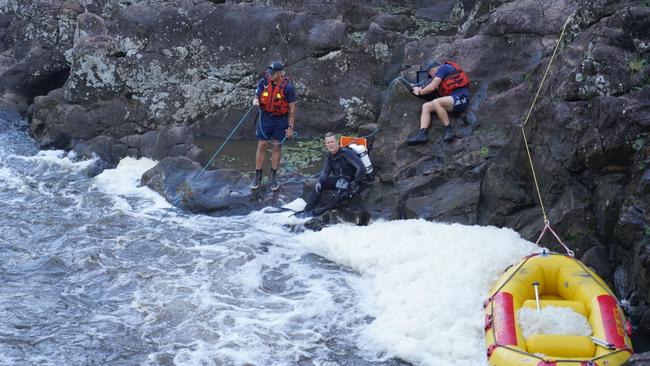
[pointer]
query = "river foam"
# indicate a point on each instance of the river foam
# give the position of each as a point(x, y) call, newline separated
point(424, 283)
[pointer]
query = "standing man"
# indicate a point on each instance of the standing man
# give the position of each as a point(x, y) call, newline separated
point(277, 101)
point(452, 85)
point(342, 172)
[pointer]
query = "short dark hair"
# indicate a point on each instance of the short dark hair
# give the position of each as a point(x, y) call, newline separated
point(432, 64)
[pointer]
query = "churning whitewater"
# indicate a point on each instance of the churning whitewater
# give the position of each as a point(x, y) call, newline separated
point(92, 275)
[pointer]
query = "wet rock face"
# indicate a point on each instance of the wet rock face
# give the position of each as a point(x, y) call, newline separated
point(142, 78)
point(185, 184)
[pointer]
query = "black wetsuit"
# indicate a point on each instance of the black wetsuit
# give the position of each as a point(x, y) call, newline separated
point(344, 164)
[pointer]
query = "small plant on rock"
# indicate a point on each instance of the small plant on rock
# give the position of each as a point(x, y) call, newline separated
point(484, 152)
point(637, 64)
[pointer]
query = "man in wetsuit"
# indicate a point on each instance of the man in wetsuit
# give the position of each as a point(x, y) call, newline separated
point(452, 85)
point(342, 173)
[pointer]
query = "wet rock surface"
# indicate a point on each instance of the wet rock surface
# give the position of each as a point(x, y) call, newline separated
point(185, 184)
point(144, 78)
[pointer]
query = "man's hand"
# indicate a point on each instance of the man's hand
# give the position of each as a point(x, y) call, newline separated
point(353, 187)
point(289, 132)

**Written task:**
Set down the material above as is, without any pictures.

**Solved problem:**
[pointer]
query = "river foam"
# indicate a point on each instance of the river foam
# give the position of each as a point(x, y) call, newline separated
point(424, 283)
[pointer]
query = "standing man"
# indicate a point on each instance of the standing man
# give the position of each as a point(x, y) call, newline separated
point(277, 101)
point(452, 85)
point(342, 172)
[pointer]
query = "short dark hair"
# indicate a point on each instance of the short dark hair
# give the position of each as a point(x, y) call, newline separated
point(432, 64)
[pointer]
query = "churning whitewater"
# indicate a point on each instance of the churning whitewater
# give the position of each as a point(x, y) call, newline separated
point(92, 275)
[pointer]
query = "wet rock face"
# indicate a point on each instance of the wet rock face
# give the position of each as a point(x, y) call, newline separated
point(142, 78)
point(185, 184)
[pointer]
query = "black wetsuit"
# indicate a point on each instance of the black wetsuit
# give the position of each as a point(x, y) call, newline separated
point(344, 164)
[pointer]
query = "small plant on rock"
# indicate a point on each instance of the small plant on rock
# give the position of each as a point(x, y) call, newline separated
point(484, 152)
point(637, 64)
[pointer]
query = "man in wetsuit"
# indicate a point on each instance of the man in wetsuit
# give the position of each as a point(x, y) call, newline separated
point(452, 85)
point(342, 173)
[pointer]
query = "wet rock surface"
# indicate a point on each instance of the wet rock surface
# give the position of each as a point(x, y) call, newline separated
point(185, 184)
point(144, 78)
[pointer]
query = "man's hand"
# indicate a point on each instance of the man's hand
# give the position of each as a point(x, y) call, newline separated
point(353, 187)
point(289, 132)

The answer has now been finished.